__Aufgaben__:
1. Geben Sie aus dem Text über rechte Umtriebe in Ilmenau den Abschnitt von „In Ilmenau gibt“ bis „eingehalten werden müssen.“ wortgetreu wieder.
2. Zählen Sie die Aktionen auf, die der Text über rechte Umtriebe in Ilmenau im Satz, der mit „Nächtliche“ beginnt, vor dem Doppelpunkt nennt.
3. Führen Sie den Text über rechte Umtriebe in Ilmenau im Anschluss an seinen letzten Satz weiter.

__Vorgegebener Text__:
************

Ilmenau: Rechte Umtriebe nehmen zu

AGIL 11.10.2010 20:23 Themen: Antifa
Faschistische Strukturen treiben steigend ihr Unwesen in Ilmenau und Umgebung. Nächtliche Sprüh- und Klebeaktionen, Flyeraktionen, Anschläge: die Nazis kämpfen um die Hegemonie in der Kleinstadt. Nachdem bereits der bekennende Faschist David Poppel als Beisitzender in den Jugendbeirat gewählt wurde, schrecken die Nazis auch vor Anschlägen nicht mehr zurück. An diesem Wochenende kam es zu zwei Pflastersteinattacken gegen Gebäude, in denen sie Antifaschist_innen vermuteten.
Krise der Demokratie

In Ilmenau gibt es seit kurzem einen Kinder- und Jugendbeirat. Die Entstehung des Beirates dauerte über ein halbes Jahr und ist schlicht ein Trauerspiel gewesen. Bevor ein legales Organ für mehr Mitbestimmung in die Welt gerufen werden konnte, mussten erst einmal die Formalitäten geklärt werden, also die Satzung. Es ist nicht verwunderlich, dass dieser bürokratische Entstehungsprozess keine gute Werbung für neue Mitglieder darstellte. Erst nachdem Mitarbeiter_innen aus der Stadtverwaltung Saalfeld zu Besuch kamen und über ihre Erfahrungen berichtet wurde, erkannte man den Hauptfehler, welcher das Desinteresse in der Ilmenauer Jugend begründet. In Saalfeld gibt es seit der Entstehung 1992 nicht einmal eine Satzung, nur ein paar Regeln, die eingehalten werden müssen.
Dass die Jugendlichen keine Mitbestimmung haben, sondern nur in demokratische Bahnen gelenkt werden sollen, sagt das Anhängsel "Beirat". Hierbei hat der Beirat nur die beratende Rolle, wobei nicht unbedingt auf die Wünsche eingegangen werden muss. Es ist schon traurig, dass es als großen Erfolg gewertet wird, dass Kinder und Jugendliche auch eine Meinung haben und sie diese kenntlich machen dürfen. Ein Privileg von oben, statt einer Demokratisierung von unten. Denn die Stadtverwaltung sträubt sich immernoch gegen ein selbstverwaltetes Jugenzentrum, das seit einiger Zeit von alternativen Jugendlichen gefordert wird (Bericht)

************

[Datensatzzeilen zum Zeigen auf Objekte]
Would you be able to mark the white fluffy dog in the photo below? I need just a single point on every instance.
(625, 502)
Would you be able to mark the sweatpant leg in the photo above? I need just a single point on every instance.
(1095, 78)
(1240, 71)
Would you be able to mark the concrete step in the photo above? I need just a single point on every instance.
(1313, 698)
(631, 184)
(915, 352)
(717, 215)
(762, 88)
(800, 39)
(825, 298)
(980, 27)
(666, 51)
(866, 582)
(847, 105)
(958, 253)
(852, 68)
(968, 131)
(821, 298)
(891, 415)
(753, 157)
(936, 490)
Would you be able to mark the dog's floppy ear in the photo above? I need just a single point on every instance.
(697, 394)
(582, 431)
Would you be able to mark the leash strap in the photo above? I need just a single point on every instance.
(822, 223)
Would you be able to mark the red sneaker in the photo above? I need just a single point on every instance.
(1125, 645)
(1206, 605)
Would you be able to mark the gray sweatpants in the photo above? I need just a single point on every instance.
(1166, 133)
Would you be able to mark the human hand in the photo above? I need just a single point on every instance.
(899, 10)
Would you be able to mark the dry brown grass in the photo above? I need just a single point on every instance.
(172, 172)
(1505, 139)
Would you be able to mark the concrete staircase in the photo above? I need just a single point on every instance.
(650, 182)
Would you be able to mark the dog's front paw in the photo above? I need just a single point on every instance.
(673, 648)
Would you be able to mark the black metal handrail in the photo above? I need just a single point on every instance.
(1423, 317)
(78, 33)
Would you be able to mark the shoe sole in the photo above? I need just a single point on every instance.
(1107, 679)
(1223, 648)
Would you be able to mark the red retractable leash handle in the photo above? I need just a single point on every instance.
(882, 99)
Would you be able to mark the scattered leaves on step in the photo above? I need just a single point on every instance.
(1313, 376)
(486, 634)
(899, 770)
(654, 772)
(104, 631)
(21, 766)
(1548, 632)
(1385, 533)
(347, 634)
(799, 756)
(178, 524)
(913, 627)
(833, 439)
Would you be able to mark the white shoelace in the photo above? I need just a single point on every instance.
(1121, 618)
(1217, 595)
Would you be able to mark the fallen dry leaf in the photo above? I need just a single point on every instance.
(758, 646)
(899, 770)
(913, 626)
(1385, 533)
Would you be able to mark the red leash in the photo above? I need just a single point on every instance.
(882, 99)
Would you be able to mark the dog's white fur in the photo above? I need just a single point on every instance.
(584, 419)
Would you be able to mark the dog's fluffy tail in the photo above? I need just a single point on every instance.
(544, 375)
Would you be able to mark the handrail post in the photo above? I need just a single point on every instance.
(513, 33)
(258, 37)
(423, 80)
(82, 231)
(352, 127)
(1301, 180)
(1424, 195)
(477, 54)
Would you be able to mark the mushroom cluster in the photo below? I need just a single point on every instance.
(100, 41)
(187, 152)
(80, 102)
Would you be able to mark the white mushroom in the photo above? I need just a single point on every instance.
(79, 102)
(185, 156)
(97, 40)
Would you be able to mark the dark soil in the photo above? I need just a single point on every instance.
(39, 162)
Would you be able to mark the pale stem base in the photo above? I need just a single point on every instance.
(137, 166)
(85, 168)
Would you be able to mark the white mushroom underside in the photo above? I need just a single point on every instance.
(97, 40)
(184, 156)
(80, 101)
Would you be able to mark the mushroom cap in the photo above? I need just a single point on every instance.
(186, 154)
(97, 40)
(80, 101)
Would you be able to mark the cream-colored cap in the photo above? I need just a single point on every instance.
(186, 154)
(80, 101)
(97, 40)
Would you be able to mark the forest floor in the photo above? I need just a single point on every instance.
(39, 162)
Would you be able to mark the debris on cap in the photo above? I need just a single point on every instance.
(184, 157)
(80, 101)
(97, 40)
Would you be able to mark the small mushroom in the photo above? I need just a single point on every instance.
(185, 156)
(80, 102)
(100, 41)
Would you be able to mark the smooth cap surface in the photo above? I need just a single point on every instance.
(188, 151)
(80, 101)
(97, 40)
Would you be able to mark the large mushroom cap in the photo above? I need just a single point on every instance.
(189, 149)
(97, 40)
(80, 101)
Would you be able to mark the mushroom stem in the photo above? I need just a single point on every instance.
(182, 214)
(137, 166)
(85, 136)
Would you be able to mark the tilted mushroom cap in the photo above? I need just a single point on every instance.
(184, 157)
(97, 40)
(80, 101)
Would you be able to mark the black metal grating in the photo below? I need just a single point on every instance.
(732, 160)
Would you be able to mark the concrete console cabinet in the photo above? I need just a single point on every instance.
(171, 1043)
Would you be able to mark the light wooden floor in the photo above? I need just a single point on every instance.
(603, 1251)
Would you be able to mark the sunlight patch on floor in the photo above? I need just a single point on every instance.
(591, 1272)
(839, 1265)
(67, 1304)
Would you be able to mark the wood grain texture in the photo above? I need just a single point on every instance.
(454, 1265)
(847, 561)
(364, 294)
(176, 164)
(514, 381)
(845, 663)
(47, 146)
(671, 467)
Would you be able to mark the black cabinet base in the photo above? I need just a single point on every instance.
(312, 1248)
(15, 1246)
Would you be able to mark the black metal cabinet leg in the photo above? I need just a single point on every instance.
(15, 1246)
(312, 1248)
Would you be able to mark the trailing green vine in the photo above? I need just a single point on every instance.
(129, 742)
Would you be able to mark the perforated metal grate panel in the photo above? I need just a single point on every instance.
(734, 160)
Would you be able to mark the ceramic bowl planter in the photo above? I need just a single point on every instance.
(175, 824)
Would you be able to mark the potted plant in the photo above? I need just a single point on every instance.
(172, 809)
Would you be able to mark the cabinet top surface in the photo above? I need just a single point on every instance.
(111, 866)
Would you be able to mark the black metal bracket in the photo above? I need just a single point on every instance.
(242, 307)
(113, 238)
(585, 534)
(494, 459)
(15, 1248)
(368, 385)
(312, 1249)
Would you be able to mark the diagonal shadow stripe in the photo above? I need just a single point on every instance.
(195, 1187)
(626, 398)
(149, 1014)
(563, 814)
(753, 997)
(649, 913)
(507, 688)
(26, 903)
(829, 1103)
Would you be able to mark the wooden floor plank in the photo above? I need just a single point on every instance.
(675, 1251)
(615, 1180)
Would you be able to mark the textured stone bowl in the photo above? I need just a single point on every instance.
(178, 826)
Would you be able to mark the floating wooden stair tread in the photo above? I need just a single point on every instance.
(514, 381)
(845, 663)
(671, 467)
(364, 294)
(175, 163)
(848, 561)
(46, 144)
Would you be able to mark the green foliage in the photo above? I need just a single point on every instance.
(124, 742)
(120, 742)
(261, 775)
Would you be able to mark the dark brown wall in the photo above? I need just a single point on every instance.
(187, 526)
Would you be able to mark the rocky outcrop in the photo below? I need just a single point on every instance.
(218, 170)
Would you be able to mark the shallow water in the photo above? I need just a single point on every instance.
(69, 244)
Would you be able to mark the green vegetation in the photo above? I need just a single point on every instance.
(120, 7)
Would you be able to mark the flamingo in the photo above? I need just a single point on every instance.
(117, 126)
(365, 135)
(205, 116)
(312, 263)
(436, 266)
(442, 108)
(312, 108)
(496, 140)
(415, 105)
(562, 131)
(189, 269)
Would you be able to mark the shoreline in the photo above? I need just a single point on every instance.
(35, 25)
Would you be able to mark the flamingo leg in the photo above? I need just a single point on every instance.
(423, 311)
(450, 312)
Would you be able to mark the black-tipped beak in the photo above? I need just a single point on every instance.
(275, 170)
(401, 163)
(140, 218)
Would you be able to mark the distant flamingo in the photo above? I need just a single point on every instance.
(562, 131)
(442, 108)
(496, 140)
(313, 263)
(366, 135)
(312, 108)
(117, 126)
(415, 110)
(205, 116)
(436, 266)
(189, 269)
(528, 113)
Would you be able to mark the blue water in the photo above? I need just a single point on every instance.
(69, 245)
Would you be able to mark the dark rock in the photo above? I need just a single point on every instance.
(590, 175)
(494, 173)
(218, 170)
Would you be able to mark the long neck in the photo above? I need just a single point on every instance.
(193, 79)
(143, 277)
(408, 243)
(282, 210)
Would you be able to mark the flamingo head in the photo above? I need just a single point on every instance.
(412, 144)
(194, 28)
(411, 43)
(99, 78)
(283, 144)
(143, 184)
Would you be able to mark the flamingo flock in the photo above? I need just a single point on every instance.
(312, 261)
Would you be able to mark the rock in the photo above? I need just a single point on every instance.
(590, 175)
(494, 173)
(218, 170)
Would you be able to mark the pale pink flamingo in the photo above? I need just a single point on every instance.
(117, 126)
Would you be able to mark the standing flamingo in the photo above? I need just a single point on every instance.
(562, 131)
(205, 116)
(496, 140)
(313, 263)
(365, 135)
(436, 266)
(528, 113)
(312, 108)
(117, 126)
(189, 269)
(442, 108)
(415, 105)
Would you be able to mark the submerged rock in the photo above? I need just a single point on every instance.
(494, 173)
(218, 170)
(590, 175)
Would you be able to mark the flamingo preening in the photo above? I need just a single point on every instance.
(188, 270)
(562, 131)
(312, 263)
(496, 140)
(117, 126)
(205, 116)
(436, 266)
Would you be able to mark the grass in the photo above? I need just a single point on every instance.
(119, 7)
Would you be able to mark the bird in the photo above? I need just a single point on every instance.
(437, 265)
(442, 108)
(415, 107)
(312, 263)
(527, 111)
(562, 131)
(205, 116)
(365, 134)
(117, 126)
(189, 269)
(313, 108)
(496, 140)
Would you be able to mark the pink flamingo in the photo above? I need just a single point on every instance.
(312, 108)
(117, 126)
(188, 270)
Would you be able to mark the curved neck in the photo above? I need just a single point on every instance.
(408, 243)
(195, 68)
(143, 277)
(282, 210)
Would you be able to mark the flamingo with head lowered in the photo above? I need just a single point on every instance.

************

__Lösungen__:
1.
In Ilmenau gibt es seit kurzem einen Kinder- und Jugendbeirat. Die Entstehung des Beirates dauerte über ein halbes Jahr und ist schlicht ein Trauerspiel gewesen. Bevor ein legales Organ für mehr Mitbestimmung in die Welt gerufen werden konnte, mussten erst einmal die Formalitäten geklärt werden, also die Satzung. Es ist nicht verwunderlich, dass dieser bürokratische Entstehungsprozess keine gute Werbung für neue Mitglieder darstellte. Erst nachdem Mitarbeiter_innen aus der Stadtverwaltung Saalfeld zu Besuch kamen und über ihre Erfahrungen berichtet wurde, erkannte man den Hauptfehler, welcher das Desinteresse in der Ilmenauer Jugend begründet. In Saalfeld gibt es seit der Entstehung 1992 nicht einmal eine Satzung, nur ein paar Regeln, die eingehalten werden müssen.

2. Nächtliche Sprüh- und Klebeaktionen, Flyeraktionen, Anschläge

3.
Vorgeschlagen von dem Nazi Martin Gert wurden Martin Porsche, Junge Union- und RCDS-Mitglied an der TU Ilmenau, als stellvertretender Vorsitzender sowie der "Autonome Nationalist" David Poppel als Beisitzender in den Kinder- und Jugendbeirat gewählt. Dieses historische Bündnis zwischen Konservativen und Nazis hat sich schon einmal bewährt, nämlich 1933. Nun kann David Poppel seine nationalistische und antisemitische Politik legal im Schoß der Stadt betreiben. Der 25-jährige fungierte 2008 bei einer Nazi-Demo als Ordner, geht gerne Nazi-Propaganda kleben oder sprühen und verteilt mit Vorliebe Nazi-Flyer mit schlechter Rechtschreibung und noch schlechteren Inhalten in der Stadt. Erst im August diesen Jahres wurde er mit einem seiner Kameraden beim Plakatieren "Am Stolllen" erwischt und durfte die Nacht auf der Polizeiwache verbringen.

Nazis in Pogromstimmung

Am Samstag, den 9.10., verteilten die Nazis verkleidet Flyer und warnten vor dem vermeintlichen "Volkstod". Sie ließen sich jedoch von engagierten Antifaschist_innen schnell vertreiben.
Am späten Nachmittag wurde die Eingangstür eines Hauses in Langewiesen (nahe Ilmenau) mit zwei Pflastersteinen eingeworfen, weil sie dort einen antifaschistischen Jugendlichen aus dem Dorf vermuteten.
Sonntag gegen Mitternacht wurden wieder Pflastersteine geworfen. Diesmal in eine linke WG, auch sie passt den Nazis nicht. In der Kneipe um die Ecke, wo sich gerne einige Nazis treffen, machte man die Wohnung wohl für einige Anti-Nazi-Aufkleber verantwortlich, die den Gästen den Appetit verdorben haben.

Ostdeutsche Provinz

Ihre mangelende Bildung wollen die Nazis nun mit Aktivismus wettmachen, ob ihnen das gelingt, hängt auch von der antifaschistischen Gegenwehr ab. Das Leben für alternative und antifaschistische Jugendliche wird zunehmend trister in der Kleinstadt. Verantwortlich dafür sind nicht nur die Nazis, sondern auch Lokalpolitik und bürgerliche Medien, die die Mär vom bösen "Extremismus" verbreiten. Die bürgerliche Totalität ist soweit, dass Linke und Rechte gleich schlimm seien und verharmlosen damit die Gewalt gegenüber den Menschen, die den Nazis nicht ins Bild passen, die alltäglich von Nazis in der ostdeutschen Provinz ausgeübt wird und relativieren damit die Verbrechen des Nationalsozialismus.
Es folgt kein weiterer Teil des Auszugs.